Excerpted passage:
Publishers Weekly talks with Laura Joh Rowland, author of the forthcoming (next March 2008) book The Secret Adventures of Charlotte Brontë:
Why did you decide to write your next novel about Charlotte Brontë?
The Secret Adventures of Charlotte Brontë
[due in March 2008] is a historical suspense novel that gives the real-life author the adventure that she always craved but never really had, even though she did lead an interesting life. This is my tribute to her and my love of Victorian literature. It may be the start of a new series; I’m waiting to see how well this one does. I have two more Sano books to finish before I can do anything else, and the Brontë book was extremely long in the making. I love the character and the period, and have a lot of ideas about where I’d like to go with this. (Interview by Leonard Picker)
CNN.com devotes its Mental Floss section to "Real life plot twists of famous authors". An improbable starry-eyed Charlotte Brontë makes an appearance:

Charlotte Brontë may have been the author of the romantic classic Jane Eyre, but she was not well served by love herself. In fact, it more or less killed her.
In June of 1854, a starry-eyed Bronte married her father's curate and soon became pregnant. During her pregnancy, she fell ill, and according to her earliest biographer, Elizabeth Gaskell, she was attacked by "sensations of perpetual nausea and ever-recurring faintness."

The elder Bronte sister's nausea was so overwhelming, in fact, that the author couldn't eat or even smell food without becoming violently ill. On March 31, 1855, a dehydrated, malnourished and severely exhausted Charlotte Bronte died at the age of 38. (Diane Mapes)

Starry-eyed? Is the journalist suffering from an overdose of Flanders talk?

Education Week publishes an article about punctuation and grammatical errors in the last installment of the Harry Potter series and Charlotte Brontë gets a mention:
Writing is communication, and as readers we look for certain indicators to help us construct meaning. If we read, “John took Jane Eyre to bed,” we may infer from the italics that the name refers to the title of a work rather than someone he met at a nightclub—even if we have never heard of Charlotte Brontë. (Alan Warhaftig)

What is needed:
Answer these from the Charlotte Brontë excerpt:
(a) When is Laura Joh Rowland's novel about Brontë due?
(b) Whom did Brontë marry in June of 1854?
(c) At what age did Brontë die?
The data that comes next is separate material and has no connection to the Charlotte Brontë excerpt.

Material supplied:

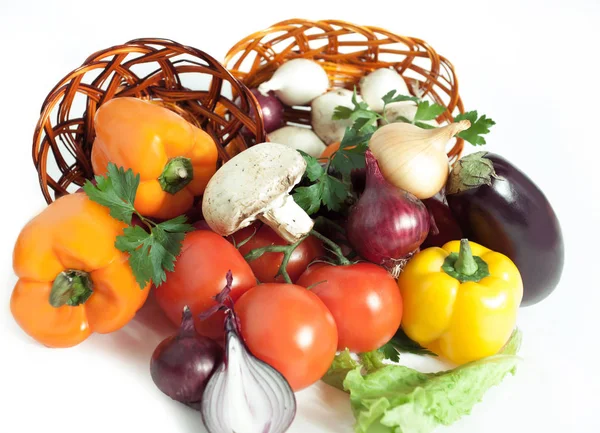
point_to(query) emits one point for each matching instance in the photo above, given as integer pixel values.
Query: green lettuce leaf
(399, 399)
(342, 364)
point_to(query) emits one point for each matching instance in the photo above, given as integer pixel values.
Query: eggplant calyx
(71, 287)
(471, 171)
(464, 266)
(176, 175)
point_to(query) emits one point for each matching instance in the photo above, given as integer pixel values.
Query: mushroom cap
(248, 183)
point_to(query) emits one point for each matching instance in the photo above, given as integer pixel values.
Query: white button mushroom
(298, 138)
(297, 82)
(255, 184)
(406, 110)
(327, 129)
(379, 82)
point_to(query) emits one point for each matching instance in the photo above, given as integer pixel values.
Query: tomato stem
(287, 251)
(334, 248)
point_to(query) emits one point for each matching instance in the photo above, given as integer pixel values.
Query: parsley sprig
(327, 190)
(152, 251)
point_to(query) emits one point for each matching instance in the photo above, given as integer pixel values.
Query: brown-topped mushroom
(255, 184)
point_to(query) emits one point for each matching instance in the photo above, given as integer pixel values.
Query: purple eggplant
(499, 206)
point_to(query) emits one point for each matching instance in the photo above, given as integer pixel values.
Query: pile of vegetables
(324, 253)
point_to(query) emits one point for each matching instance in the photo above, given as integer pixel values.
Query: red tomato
(199, 275)
(289, 328)
(266, 266)
(364, 300)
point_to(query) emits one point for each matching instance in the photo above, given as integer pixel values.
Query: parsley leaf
(116, 191)
(351, 154)
(314, 170)
(479, 126)
(334, 192)
(427, 111)
(151, 253)
(326, 189)
(402, 343)
(390, 352)
(309, 197)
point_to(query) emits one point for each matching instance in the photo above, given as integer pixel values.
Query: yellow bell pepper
(461, 300)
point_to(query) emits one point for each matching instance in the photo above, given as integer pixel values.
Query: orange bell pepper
(72, 279)
(174, 158)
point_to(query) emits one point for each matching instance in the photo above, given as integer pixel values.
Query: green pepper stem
(178, 173)
(71, 287)
(465, 264)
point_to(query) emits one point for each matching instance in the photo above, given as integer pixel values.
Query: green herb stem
(335, 248)
(287, 251)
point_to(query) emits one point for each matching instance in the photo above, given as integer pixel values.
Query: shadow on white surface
(136, 342)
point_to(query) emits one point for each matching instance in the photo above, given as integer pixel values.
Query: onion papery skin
(386, 223)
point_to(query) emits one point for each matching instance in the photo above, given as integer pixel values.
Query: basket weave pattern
(150, 69)
(347, 52)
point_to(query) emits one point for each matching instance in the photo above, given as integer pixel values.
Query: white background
(531, 65)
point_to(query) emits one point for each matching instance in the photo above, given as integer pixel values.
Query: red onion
(244, 394)
(386, 223)
(272, 111)
(181, 365)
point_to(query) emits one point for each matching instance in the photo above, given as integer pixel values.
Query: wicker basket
(347, 52)
(182, 78)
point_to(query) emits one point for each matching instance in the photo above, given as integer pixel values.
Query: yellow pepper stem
(464, 266)
(178, 172)
(71, 287)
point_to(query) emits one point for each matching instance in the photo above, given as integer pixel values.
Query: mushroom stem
(288, 219)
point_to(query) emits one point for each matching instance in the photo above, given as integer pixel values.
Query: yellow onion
(412, 158)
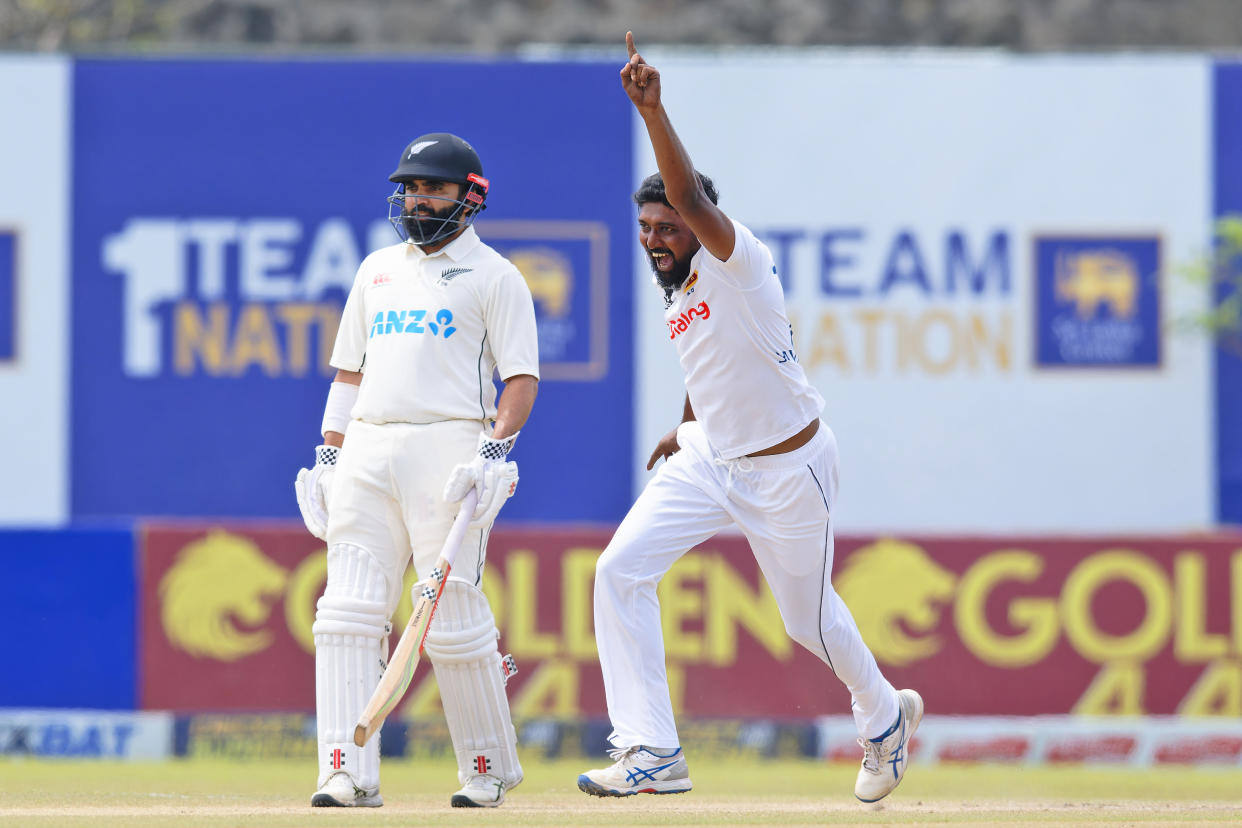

Expected answer:
(a) March 2008
(b) Her father's curate
(c) 38